__QUESTIONS__:
- A) From the passage below on reproducibility in model evaluation, copy the portion that begins with "Practical Implications and" and stops after "idiosyncratic data subsets.".
- B) According to the passage below on reproducibility in model evaluation, in which areas has ANOVA-based VCA already appeared?
- C) Continue the passage below on reproducibility in model evaluation from the point where it stops.

__SOURCE TEXT__:
■ ■ ■ ■ ■ ■ ■

Notably, on the RedditTIFU dataset, the previously reported improvements do not generalize under alternative test splits, further underscoring the brittleness of SOTA gains when exposed to new data regimes.
Comparison with Other Approaches
The methodology introduced here stands in contrast to prior reproducibility analyses merely reporting means/confidence intervals or single coefficient measures of variation. While ANOVA-based VCA has appeared in retrieval and AutoML, this work generalizes by explicitly allowing for arbitrary sources of variance and conditional data interactions. The LMEM framework unifies special-case significance tests and accommodates missing data, unbalanced design, and complex experiment structure—facilitating robust, interpretable inference. Furthermore, the proposed reliability assessment is more nuanced and actionable than narrow significance or point estimates, connecting closely to classical measurement theory.
Practical Implications and Theoretical Contributions
The paper's framework has wide-ranging implications:
- Model Evaluation: Statistical inference about algorithmic improvements can be made robust to both inherent and design-driven noise, avoiding overstatements based on isolated lucky runs or idiosyncratic data subsets.

■ ■ ■ ■ ■ ■ ■

(Data excerpts)
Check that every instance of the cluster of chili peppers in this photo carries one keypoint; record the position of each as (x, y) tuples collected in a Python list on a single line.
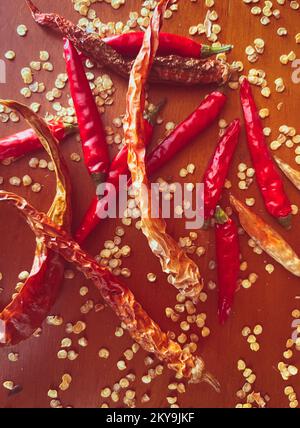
[(30, 306), (168, 69)]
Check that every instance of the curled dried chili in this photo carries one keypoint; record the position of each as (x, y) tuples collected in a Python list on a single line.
[(267, 238), (92, 134), (23, 142), (267, 176), (122, 301), (228, 261), (291, 173), (26, 312), (171, 69), (129, 44), (183, 272)]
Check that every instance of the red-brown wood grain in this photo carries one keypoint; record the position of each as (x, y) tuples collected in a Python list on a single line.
[(269, 302)]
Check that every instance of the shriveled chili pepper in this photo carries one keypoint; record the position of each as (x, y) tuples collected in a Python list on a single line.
[(217, 169), (183, 273), (228, 261), (140, 326), (26, 312), (21, 143), (268, 178), (129, 44), (170, 69), (184, 134), (92, 134), (292, 174), (267, 238)]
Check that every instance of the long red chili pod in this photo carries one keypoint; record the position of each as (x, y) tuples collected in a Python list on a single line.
[(129, 44), (92, 134), (26, 312), (23, 142), (218, 167), (268, 178), (139, 325), (170, 69), (205, 114), (228, 261), (267, 238)]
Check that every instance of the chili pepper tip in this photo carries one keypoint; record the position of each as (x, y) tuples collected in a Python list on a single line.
[(286, 221), (220, 216)]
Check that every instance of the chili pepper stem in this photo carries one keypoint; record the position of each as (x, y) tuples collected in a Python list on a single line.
[(220, 216), (207, 50), (151, 115)]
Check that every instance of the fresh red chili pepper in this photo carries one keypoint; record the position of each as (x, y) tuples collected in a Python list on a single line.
[(118, 167), (27, 141), (217, 170), (28, 309), (92, 134), (129, 44), (184, 133), (168, 69), (228, 261), (268, 178)]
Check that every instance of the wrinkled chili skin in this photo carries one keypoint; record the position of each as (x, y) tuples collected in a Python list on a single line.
[(218, 167), (169, 69), (267, 176), (204, 115), (118, 167), (27, 141), (228, 265), (92, 134), (186, 131), (28, 309), (129, 44)]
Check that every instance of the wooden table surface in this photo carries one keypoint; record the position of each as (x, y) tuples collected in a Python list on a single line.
[(269, 302)]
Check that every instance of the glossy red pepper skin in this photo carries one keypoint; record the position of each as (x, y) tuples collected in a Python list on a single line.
[(21, 143), (92, 134), (267, 175), (228, 262), (183, 134), (186, 131), (218, 167), (129, 44)]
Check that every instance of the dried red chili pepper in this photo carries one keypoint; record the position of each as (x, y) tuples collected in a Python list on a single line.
[(268, 178), (267, 238), (92, 134), (122, 301), (182, 272), (184, 133), (32, 304), (170, 69), (228, 261), (218, 167), (118, 167), (129, 44), (21, 143)]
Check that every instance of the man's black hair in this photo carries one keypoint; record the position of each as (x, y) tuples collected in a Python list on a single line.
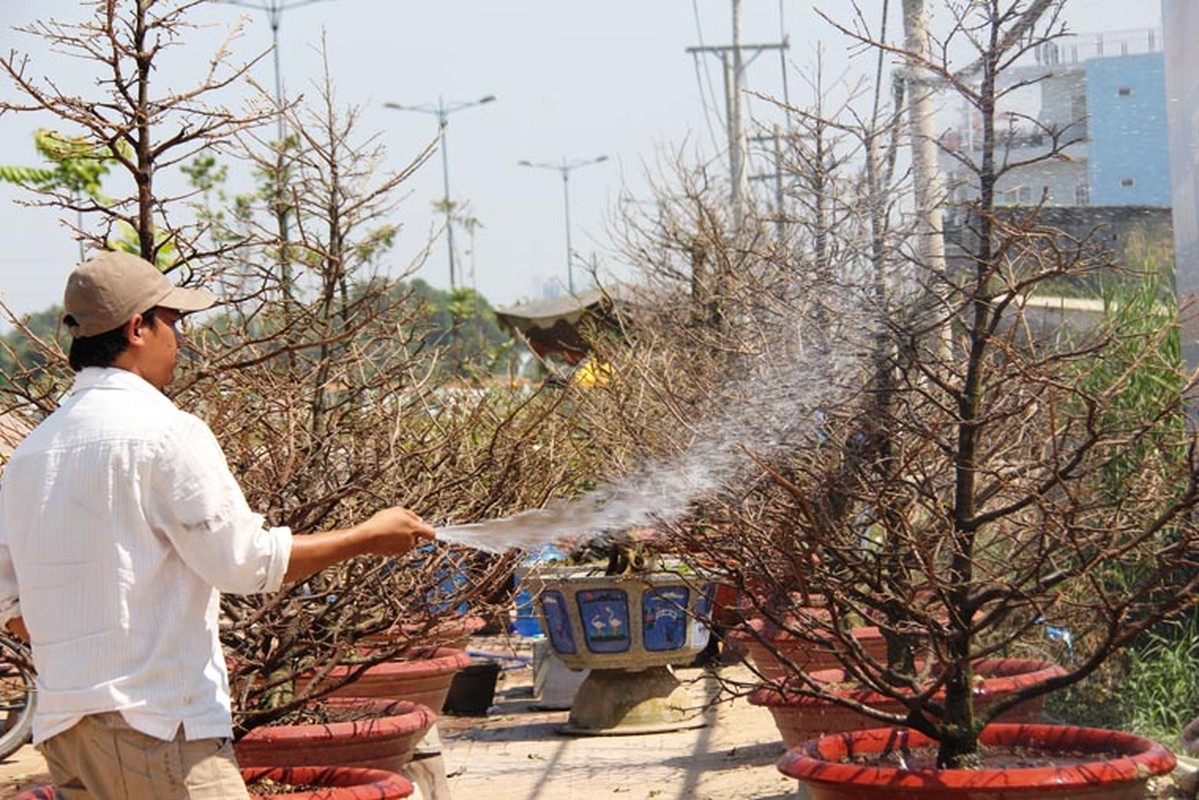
[(102, 350)]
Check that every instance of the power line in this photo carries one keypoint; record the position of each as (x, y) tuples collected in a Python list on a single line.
[(700, 76)]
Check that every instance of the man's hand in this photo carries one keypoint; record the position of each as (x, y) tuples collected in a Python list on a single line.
[(17, 627), (393, 531)]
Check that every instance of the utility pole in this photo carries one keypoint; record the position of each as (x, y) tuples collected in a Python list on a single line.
[(733, 60), (923, 145), (565, 167), (275, 10), (443, 112), (776, 140)]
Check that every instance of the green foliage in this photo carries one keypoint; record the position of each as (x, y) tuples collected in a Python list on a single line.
[(76, 166), (1161, 693)]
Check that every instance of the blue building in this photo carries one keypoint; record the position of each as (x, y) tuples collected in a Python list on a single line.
[(1090, 114), (1130, 158)]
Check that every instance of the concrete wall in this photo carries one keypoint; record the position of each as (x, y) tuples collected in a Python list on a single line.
[(1180, 20)]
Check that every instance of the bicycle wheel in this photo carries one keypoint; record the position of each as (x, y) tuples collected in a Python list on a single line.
[(18, 697)]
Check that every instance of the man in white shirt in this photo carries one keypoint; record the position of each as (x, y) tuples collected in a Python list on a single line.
[(120, 523)]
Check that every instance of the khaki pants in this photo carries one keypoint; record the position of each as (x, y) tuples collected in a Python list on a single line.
[(103, 758)]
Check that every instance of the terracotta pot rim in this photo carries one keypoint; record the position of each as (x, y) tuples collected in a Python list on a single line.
[(456, 626), (355, 782), (439, 661), (1017, 674), (1139, 758), (398, 719)]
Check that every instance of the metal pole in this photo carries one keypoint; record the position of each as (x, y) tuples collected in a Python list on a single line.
[(444, 125), (443, 113), (565, 168), (566, 204)]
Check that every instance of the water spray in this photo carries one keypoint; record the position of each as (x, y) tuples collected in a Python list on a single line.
[(782, 403)]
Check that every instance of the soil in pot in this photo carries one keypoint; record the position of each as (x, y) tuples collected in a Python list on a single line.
[(473, 689), (1020, 761), (351, 732), (800, 717)]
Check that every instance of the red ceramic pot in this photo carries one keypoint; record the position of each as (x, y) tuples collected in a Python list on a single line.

■ ■ ■ ■ ■ ■ ■

__RESULTS IN ORDER__:
- A)
Practical Implications and Theoretical Contributions
The paper's framework has wide-ranging implications:
- Model Evaluation: Statistical inference about algorithmic improvements can be made robust to both inherent and design-driven noise, avoiding overstatements based on isolated lucky runs or idiosyncratic data subsets.

- B) Retrieval and AutoML.

- C)
- Hyperparameter Sensitivity: Key hyperparameters (e.g., regularization coefficients) can be identified as bottlenecks to generalizable performance, and results can be appropriately caveated.
- Data-centric Analysis: The conditional significance analysis makes explicit whether advances are broadly applicable or restricted to specific input regimes.
- Experiment Reporting: Reuse of meta-parameter tuning data is encouraged, maximizing information generated in large-scale experimentation.
- Research Credibility: The quantification of reliability via ICC supports decisions regarding the trustworthiness of reported system comparisons, supporting ongoing efforts for transparency and empirical robustness.
Future Directions
Potential future work includes the application of the inferential reproducibility methodology to larger collections of models and datasets, integration with AutoML pipelines to dynamically report reliability alongside performance, and the development of standardized reporting guidelines based on ICC thresholds and VCA diagnostics. Additionally, further methodological advances could include accommodating non-Gaussian error structures, heteroscedasticity, and more elaborate covariance structures in LMEMs, as well as the expansion to causal inference scenarios.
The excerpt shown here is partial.